* _Stated task_: Reproduce the lines below word for word, from the line with "Reviewer note: every instance of the streaked" to the line with "Query: bird's tail", including both of those lines.
**********
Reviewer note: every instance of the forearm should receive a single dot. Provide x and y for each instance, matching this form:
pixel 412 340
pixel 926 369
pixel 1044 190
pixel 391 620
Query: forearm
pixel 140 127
**********
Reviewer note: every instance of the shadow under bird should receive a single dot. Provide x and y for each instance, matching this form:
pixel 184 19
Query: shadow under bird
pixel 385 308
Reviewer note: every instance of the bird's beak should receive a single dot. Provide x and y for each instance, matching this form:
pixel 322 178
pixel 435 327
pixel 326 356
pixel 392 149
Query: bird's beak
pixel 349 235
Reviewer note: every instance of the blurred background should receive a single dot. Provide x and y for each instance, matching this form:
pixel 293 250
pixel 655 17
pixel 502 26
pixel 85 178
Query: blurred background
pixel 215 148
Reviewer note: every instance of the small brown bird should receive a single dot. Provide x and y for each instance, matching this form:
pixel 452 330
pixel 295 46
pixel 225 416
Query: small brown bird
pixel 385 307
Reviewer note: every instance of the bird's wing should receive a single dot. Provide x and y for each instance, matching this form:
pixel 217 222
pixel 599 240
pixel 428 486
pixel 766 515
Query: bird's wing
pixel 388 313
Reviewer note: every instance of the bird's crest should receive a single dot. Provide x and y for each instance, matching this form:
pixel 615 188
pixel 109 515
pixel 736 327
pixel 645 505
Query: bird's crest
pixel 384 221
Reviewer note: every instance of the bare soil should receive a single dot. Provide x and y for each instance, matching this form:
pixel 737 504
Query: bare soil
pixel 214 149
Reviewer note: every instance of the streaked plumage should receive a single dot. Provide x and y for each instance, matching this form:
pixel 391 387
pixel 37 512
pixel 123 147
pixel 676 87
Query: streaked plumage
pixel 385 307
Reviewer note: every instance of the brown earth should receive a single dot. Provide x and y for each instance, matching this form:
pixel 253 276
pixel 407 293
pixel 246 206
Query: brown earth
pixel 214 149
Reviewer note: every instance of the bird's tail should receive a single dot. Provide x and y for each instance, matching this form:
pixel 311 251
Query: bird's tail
**********
* _Full answer_:
Reviewer note: every instance of the streaked plumage should receive a single dot. Provide x and y for each instance, matching this form:
pixel 391 387
pixel 37 512
pixel 123 147
pixel 676 87
Query: streaked plumage
pixel 385 307
Reviewer note: every instance of the brown earth should receive a single dot. Provide x and y for each instance, matching this form:
pixel 253 276
pixel 407 293
pixel 246 206
Query: brown earth
pixel 214 149
Reviewer note: every instance of the bird's tail should receive a single dot. Provide x and y for each instance, matching this form:
pixel 311 251
Query: bird's tail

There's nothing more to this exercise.